BRIEF:
Lines in the data below that contain the word "vine" are to be copied.

-- SOURCE DATA follows --

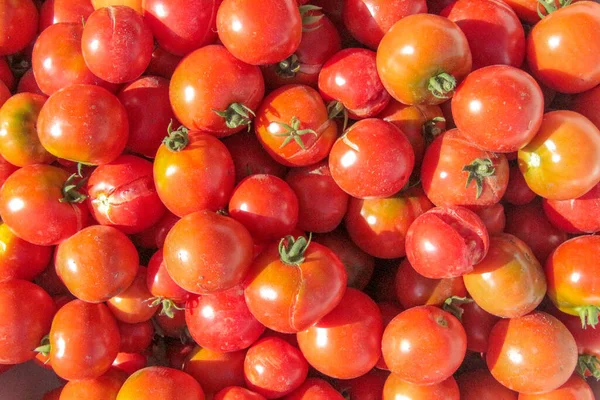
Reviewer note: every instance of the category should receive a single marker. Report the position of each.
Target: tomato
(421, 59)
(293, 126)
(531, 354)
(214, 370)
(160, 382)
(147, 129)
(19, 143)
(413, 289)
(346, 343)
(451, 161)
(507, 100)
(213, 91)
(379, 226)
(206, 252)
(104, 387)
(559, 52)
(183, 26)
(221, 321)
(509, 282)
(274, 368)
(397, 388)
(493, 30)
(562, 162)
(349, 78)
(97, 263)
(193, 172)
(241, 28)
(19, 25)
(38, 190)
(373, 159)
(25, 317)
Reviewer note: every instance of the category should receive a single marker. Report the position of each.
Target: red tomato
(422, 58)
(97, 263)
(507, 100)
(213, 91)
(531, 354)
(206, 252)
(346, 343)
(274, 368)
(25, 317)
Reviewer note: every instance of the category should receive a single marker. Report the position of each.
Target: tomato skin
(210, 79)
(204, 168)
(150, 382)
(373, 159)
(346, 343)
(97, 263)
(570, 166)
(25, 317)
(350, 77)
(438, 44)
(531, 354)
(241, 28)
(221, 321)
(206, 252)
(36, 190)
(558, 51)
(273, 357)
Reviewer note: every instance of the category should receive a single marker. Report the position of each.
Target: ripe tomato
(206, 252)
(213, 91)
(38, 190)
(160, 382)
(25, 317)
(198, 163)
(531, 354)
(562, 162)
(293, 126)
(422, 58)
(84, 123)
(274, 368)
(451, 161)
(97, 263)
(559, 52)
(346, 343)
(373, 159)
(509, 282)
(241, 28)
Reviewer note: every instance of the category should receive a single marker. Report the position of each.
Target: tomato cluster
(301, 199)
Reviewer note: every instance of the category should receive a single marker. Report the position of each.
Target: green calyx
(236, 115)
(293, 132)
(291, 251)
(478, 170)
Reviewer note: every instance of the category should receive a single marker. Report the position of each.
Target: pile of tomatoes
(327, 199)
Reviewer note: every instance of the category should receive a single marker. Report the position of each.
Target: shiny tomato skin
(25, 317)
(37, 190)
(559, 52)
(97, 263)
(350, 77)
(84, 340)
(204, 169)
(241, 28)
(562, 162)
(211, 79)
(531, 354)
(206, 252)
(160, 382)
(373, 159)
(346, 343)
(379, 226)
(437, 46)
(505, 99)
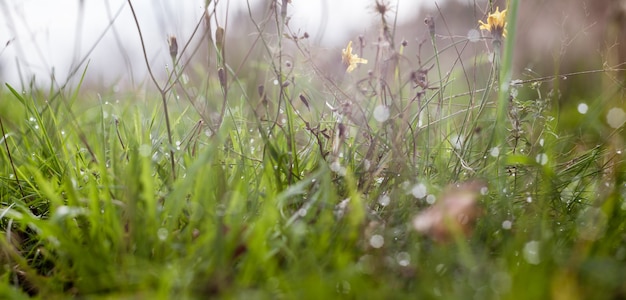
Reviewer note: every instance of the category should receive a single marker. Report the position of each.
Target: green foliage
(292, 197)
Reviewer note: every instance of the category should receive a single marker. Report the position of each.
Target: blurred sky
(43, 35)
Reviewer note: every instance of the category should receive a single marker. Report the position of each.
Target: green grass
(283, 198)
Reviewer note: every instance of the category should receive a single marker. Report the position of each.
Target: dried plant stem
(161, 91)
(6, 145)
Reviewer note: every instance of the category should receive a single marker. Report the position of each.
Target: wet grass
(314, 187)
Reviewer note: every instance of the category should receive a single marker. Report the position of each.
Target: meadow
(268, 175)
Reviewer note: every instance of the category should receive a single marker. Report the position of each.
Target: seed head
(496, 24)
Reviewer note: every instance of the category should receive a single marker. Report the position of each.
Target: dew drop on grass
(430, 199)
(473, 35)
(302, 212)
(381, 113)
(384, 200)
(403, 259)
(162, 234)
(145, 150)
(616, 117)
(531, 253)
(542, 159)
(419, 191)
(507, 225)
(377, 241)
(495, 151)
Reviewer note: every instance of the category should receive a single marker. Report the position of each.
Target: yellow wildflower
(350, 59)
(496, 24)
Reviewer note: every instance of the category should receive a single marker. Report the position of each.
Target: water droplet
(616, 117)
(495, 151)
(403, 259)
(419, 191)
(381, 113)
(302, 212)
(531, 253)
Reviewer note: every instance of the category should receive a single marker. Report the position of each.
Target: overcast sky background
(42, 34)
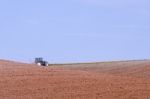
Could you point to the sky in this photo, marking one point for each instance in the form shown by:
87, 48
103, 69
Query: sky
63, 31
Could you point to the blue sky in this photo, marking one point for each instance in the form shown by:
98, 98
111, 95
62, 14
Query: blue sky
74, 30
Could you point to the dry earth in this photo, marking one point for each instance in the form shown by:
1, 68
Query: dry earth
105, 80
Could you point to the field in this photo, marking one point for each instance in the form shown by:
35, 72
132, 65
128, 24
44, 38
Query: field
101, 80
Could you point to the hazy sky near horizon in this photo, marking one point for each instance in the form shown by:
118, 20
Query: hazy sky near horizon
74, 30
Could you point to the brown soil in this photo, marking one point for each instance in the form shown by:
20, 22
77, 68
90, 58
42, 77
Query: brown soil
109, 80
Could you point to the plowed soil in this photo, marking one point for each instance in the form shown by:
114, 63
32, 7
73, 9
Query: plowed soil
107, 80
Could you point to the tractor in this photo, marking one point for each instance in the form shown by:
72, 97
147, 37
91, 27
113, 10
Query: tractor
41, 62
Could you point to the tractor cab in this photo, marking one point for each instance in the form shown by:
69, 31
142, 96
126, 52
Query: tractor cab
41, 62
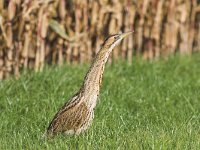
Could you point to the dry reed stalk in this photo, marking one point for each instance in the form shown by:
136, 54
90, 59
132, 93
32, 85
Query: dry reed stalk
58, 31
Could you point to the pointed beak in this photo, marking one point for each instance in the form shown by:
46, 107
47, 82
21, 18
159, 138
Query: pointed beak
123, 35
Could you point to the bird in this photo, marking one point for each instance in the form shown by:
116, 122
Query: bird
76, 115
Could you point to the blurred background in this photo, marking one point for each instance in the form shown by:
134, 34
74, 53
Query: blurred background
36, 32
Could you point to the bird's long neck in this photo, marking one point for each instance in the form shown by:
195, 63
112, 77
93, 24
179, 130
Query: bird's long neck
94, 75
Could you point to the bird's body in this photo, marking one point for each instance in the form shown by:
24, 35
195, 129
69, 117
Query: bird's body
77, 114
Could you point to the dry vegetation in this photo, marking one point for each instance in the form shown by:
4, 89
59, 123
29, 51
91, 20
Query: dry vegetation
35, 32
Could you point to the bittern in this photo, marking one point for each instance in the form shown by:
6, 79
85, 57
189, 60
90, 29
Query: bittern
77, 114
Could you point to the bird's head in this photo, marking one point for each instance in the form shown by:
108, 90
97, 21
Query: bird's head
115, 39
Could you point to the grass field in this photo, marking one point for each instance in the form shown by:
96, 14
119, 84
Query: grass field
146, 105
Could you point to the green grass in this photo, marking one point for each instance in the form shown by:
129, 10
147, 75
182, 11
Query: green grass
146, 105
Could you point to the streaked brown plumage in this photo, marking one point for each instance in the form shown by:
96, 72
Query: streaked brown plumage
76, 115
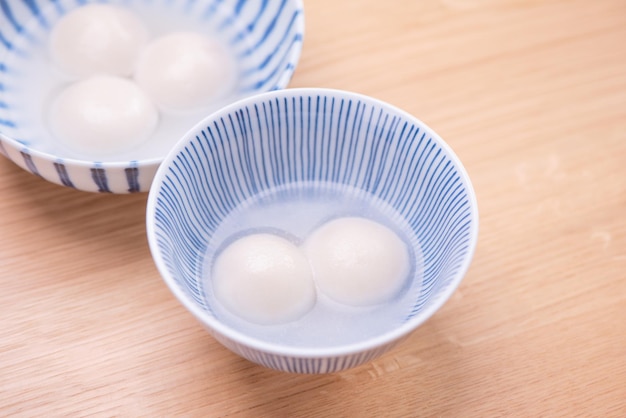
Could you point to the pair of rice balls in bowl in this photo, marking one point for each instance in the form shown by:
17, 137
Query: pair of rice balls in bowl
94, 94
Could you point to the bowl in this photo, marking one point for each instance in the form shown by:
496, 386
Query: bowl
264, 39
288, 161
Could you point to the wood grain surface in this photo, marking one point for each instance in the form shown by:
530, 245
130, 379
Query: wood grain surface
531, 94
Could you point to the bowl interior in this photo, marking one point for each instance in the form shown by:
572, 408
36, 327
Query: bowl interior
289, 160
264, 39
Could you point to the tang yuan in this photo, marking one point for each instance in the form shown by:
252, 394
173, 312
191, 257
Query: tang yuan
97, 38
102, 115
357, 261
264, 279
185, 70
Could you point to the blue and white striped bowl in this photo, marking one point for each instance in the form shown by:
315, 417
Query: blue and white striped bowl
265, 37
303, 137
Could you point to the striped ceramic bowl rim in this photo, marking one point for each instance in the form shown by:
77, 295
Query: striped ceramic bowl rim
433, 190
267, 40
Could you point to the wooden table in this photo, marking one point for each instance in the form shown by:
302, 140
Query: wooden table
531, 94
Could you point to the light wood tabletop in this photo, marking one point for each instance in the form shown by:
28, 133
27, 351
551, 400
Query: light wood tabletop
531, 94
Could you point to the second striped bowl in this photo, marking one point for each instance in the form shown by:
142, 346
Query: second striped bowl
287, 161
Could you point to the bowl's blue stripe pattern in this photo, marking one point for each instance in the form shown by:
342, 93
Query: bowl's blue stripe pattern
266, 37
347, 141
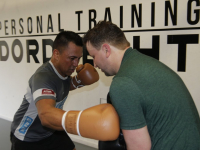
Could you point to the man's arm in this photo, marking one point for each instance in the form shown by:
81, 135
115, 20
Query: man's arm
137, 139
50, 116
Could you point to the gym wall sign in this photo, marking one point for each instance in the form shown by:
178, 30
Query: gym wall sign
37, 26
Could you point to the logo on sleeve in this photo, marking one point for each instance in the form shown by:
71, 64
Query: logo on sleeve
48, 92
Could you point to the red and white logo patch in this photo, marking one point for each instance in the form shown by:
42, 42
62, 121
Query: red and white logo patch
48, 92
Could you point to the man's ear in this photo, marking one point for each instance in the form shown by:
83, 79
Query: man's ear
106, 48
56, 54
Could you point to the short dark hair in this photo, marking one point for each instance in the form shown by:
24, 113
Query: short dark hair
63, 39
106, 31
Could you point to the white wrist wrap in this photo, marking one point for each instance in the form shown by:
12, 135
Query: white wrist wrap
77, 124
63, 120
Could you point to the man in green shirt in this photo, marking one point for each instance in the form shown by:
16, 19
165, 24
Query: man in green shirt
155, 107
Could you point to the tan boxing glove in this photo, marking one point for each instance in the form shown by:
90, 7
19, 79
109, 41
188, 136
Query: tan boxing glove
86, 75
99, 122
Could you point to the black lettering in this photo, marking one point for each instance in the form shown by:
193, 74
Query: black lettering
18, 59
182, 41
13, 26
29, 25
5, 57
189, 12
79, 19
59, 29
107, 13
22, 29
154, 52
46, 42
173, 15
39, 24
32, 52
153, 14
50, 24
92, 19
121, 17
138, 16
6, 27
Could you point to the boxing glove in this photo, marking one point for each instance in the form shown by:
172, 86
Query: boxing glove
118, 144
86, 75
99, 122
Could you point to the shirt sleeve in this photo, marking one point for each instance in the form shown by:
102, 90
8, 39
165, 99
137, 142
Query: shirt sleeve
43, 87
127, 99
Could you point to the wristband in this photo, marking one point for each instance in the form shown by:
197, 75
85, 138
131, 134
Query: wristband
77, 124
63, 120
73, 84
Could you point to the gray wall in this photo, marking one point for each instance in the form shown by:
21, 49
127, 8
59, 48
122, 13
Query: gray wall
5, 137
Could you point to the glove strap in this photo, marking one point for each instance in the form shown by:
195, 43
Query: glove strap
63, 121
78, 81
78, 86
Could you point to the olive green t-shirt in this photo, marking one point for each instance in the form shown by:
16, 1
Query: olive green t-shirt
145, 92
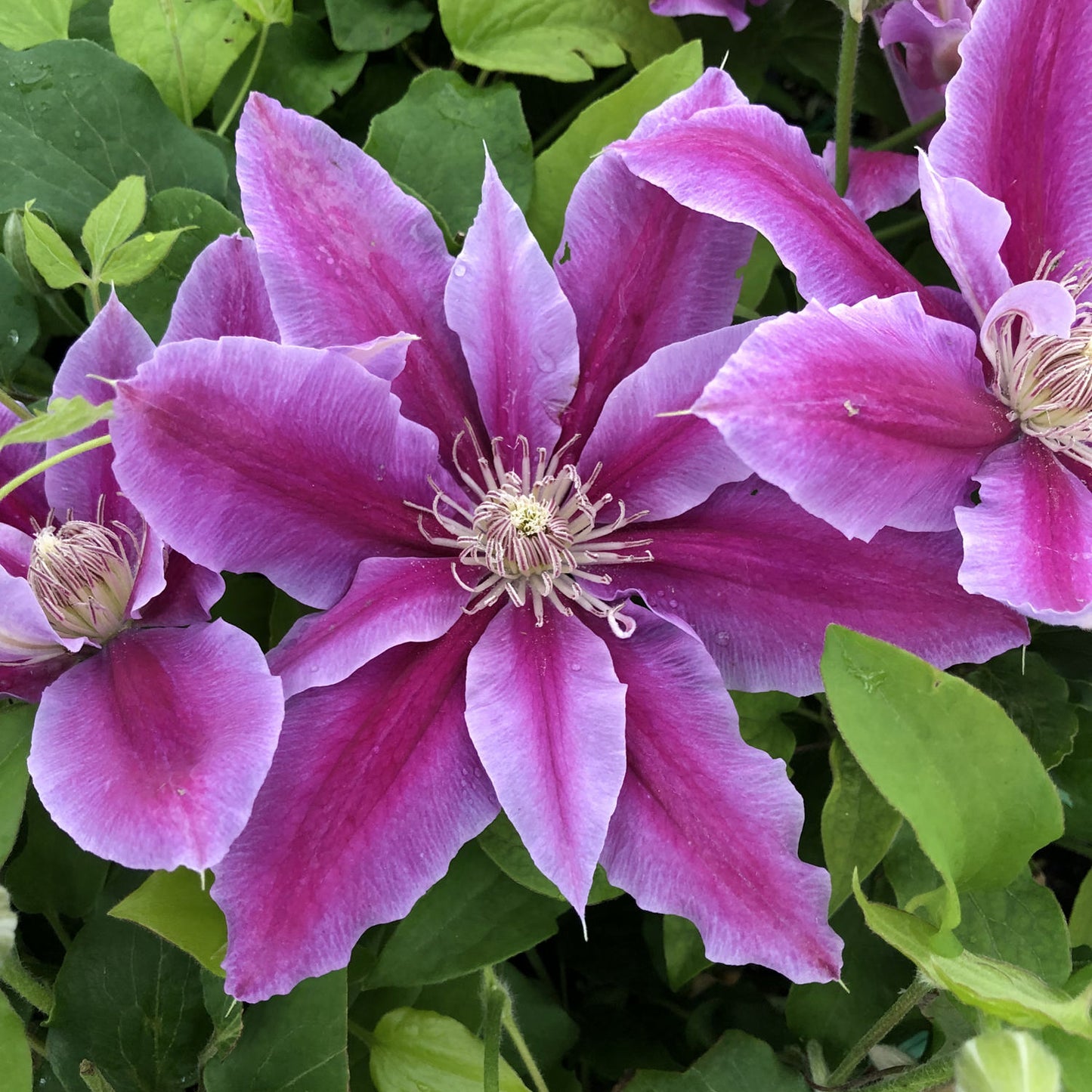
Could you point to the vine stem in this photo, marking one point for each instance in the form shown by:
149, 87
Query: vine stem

-- SOURCE DATA concluded --

RESULT OF THE EXERCISE:
Could you point to the vine stem in this photo, marking one point for each instance in the form shown by:
Query: vine stem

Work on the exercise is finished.